### DATA SUPPLIED
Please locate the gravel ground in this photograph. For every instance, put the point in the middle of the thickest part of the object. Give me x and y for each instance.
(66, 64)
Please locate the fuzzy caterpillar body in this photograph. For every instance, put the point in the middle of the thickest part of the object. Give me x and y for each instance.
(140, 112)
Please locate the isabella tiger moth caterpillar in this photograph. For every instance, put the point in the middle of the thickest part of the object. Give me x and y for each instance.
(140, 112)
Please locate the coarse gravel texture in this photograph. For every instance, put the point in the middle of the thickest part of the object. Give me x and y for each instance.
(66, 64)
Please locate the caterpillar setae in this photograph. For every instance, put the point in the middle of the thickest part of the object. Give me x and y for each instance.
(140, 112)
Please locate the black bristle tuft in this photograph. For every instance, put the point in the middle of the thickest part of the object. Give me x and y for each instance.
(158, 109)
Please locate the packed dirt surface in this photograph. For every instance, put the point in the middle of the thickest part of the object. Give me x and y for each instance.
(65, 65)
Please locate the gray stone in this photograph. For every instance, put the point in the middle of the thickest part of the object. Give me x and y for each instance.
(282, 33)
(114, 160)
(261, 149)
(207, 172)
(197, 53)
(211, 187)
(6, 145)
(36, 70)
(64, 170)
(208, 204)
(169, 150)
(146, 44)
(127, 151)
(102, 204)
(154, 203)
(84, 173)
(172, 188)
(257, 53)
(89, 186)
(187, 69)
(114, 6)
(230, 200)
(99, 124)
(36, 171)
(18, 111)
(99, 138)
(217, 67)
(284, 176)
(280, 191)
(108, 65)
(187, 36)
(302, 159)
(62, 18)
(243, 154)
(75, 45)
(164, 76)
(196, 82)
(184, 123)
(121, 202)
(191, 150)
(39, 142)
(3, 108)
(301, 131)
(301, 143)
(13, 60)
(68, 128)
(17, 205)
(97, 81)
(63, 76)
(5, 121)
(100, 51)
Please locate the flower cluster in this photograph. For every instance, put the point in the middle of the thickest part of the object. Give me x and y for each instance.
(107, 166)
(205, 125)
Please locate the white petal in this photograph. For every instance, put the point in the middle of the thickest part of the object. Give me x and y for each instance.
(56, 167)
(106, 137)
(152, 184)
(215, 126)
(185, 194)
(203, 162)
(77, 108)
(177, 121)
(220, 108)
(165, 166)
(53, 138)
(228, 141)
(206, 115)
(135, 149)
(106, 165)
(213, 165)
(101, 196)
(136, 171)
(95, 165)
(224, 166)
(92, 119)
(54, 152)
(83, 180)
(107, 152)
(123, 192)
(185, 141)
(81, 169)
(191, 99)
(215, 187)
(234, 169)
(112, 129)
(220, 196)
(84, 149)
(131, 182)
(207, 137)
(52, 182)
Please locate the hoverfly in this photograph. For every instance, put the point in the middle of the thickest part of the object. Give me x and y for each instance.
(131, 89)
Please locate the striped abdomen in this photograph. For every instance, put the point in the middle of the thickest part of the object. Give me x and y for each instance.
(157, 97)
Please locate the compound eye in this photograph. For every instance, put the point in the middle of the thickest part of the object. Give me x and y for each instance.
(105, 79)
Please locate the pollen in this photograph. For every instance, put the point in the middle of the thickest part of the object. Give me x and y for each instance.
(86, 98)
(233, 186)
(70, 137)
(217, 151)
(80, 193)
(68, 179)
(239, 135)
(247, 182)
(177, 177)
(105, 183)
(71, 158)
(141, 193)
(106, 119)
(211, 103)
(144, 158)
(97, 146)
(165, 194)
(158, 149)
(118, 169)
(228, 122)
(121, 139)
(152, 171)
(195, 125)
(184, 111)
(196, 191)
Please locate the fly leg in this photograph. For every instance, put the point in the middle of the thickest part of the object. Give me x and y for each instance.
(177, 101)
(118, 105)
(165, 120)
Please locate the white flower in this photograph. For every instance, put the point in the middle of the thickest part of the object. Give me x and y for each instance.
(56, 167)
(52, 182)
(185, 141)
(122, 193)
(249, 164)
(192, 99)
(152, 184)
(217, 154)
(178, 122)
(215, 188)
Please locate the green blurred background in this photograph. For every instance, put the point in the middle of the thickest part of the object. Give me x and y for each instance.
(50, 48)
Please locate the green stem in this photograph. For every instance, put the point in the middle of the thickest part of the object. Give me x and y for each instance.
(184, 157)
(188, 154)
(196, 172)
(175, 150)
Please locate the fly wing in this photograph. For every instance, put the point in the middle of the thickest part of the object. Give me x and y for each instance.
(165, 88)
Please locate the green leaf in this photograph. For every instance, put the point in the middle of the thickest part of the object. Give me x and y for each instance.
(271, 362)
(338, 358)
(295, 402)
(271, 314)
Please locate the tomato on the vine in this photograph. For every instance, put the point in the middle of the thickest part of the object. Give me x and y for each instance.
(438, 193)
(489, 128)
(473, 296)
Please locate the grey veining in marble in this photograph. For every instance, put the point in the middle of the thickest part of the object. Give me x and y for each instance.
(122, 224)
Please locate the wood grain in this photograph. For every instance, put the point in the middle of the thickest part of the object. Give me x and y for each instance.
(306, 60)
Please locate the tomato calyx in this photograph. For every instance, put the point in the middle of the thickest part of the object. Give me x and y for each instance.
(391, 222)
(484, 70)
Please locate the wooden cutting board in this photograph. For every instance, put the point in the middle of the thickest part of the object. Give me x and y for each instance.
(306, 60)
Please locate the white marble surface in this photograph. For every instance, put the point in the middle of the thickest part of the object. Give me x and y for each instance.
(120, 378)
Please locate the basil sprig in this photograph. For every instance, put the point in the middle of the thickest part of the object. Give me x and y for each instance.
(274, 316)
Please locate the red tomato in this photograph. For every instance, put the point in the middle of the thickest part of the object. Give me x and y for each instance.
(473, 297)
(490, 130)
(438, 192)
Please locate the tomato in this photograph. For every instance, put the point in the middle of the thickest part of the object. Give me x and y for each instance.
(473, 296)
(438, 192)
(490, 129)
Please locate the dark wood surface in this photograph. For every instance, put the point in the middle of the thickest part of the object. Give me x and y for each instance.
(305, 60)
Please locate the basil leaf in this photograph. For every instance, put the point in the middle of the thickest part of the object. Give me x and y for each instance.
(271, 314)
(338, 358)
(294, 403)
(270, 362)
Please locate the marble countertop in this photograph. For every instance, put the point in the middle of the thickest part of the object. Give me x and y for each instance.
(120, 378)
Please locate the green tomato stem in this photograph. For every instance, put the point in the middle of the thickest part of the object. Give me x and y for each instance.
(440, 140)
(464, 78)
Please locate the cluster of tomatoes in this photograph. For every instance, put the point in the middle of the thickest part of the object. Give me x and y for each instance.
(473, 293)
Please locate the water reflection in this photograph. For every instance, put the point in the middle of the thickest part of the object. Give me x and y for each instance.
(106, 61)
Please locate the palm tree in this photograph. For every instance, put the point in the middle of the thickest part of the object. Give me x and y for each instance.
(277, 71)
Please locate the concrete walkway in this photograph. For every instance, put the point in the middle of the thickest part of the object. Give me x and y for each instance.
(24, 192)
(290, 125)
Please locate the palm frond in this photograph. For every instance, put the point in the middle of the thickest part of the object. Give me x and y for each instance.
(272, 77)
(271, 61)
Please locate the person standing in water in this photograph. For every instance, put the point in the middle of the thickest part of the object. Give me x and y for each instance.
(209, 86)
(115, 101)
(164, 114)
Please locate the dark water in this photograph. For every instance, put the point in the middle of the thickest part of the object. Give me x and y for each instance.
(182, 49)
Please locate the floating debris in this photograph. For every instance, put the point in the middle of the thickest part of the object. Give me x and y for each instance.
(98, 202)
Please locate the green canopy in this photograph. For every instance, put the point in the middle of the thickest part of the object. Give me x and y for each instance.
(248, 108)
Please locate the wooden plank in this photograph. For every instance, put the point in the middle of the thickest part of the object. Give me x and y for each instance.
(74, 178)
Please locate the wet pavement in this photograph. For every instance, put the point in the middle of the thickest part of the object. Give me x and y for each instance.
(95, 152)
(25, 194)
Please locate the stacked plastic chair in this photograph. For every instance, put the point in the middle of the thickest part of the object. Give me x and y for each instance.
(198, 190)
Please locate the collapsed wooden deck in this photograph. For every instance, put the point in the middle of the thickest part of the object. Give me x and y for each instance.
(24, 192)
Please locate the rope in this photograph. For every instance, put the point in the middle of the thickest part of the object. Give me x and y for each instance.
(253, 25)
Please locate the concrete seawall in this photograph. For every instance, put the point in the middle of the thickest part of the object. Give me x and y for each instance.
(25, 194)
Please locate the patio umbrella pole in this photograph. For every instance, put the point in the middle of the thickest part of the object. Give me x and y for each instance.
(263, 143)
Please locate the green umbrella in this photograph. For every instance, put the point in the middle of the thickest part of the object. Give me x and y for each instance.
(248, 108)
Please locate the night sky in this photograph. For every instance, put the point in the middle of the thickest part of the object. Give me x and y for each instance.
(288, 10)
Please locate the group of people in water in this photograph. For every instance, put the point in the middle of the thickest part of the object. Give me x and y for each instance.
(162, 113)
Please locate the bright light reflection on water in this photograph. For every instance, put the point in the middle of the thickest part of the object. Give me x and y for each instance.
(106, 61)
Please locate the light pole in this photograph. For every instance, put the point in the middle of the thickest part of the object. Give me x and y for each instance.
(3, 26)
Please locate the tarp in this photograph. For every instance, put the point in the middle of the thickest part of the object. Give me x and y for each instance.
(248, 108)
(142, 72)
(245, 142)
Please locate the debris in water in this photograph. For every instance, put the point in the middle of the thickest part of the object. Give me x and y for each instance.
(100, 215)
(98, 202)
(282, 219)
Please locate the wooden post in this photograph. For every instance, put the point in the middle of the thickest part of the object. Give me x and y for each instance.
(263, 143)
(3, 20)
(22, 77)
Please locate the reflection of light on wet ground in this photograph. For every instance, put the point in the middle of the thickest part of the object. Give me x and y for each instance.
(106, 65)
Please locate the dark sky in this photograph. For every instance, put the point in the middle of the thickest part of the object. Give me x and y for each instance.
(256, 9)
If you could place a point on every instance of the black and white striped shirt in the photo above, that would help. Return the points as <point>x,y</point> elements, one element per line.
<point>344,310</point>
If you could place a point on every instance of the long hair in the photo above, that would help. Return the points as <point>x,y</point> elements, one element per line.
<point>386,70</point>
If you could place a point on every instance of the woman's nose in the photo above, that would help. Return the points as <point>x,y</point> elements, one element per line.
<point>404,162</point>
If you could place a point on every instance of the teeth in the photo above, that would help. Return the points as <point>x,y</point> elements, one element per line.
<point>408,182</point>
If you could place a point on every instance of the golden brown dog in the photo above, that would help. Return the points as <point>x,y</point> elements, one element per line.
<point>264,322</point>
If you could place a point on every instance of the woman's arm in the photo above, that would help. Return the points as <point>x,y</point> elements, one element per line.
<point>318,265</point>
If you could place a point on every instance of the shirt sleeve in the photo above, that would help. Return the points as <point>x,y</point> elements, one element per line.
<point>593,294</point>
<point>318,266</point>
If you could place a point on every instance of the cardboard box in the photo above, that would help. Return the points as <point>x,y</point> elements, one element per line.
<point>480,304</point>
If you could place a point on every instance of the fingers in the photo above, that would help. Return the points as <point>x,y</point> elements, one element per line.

### WHAT IS ASKED
Write out again the lines from the one containing "of the shirt" through the last line above, requests included. Move each answer point by adding 119 to both of its coordinates.

### SOLUTION FOR THIS TASK
If you could place a point on every instance of the shirt sleeve in the photo above, that would help. Return the points as <point>x,y</point> elements, one element per line.
<point>712,413</point>
<point>437,385</point>
If you could place a point on every instance of the cardboard box in the photo above, that would help. Return the points as <point>x,y</point> elements, one element per line.
<point>599,423</point>
If you could place a point on every instance of the fingers in the photo above, that would help. Return the points as <point>x,y</point> elements, one element per line.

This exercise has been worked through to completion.